WHAT IS REQUIRED:
List each line in the entries below that contains the string "window". Uppercase and lowercase letters count as different.

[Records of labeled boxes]
━━━━━━━━━━━━━━━━━━━━
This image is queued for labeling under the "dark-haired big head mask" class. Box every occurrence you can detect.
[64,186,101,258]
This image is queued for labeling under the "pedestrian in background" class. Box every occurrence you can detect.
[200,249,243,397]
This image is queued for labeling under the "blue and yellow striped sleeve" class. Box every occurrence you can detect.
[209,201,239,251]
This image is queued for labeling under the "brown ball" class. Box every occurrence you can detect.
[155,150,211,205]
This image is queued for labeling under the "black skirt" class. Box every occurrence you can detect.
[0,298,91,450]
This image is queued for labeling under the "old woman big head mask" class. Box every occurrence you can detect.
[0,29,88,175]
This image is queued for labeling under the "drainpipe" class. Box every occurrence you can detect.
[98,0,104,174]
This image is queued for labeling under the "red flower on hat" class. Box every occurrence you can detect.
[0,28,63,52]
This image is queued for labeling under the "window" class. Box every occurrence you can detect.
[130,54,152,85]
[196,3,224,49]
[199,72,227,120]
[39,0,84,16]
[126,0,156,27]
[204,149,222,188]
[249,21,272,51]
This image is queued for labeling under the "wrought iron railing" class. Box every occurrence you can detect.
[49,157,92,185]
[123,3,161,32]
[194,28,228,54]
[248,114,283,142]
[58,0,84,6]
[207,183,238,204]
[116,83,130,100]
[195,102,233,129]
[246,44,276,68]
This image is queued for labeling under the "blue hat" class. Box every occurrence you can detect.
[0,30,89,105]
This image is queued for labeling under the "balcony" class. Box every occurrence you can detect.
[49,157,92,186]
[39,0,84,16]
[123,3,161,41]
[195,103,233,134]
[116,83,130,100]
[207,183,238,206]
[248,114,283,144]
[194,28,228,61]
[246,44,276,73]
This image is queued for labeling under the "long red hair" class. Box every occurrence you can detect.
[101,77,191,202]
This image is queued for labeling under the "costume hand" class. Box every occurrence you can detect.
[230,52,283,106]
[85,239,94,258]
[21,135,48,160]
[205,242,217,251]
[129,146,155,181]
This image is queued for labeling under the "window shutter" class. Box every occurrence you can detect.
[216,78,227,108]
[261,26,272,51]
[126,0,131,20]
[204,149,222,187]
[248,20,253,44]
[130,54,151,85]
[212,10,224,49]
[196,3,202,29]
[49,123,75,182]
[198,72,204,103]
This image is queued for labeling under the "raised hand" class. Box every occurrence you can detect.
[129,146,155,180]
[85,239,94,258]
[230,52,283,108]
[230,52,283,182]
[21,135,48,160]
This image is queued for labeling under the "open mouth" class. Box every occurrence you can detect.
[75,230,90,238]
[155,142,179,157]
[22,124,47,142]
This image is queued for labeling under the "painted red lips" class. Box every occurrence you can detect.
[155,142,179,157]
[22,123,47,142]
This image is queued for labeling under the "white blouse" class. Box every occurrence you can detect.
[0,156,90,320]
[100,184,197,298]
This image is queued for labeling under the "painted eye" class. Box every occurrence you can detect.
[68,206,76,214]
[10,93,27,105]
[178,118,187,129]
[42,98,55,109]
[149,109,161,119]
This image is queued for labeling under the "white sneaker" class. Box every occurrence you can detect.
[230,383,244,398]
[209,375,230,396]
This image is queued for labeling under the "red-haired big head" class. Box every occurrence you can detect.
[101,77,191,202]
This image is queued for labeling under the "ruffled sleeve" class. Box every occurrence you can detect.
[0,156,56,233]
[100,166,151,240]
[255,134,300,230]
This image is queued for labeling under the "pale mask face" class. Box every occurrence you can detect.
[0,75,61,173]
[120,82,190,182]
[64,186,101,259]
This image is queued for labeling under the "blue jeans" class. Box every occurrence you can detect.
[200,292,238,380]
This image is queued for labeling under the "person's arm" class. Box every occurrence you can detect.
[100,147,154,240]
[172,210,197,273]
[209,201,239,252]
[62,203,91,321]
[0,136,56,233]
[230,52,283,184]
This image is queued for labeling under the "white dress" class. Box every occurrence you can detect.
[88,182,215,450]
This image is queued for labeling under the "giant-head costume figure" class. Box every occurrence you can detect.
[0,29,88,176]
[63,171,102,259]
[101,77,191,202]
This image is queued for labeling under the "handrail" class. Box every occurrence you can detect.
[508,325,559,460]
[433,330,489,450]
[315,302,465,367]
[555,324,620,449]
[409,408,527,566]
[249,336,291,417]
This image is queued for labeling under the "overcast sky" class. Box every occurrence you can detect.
━━━━━━━━━━━━━━━━━━━━
THE REPLY:
This image is queued for labeling under the "window" class. Box every occurrence you can detect.
This image is queued for labeling under the "window shutter" class. Box every occurrence you can detect.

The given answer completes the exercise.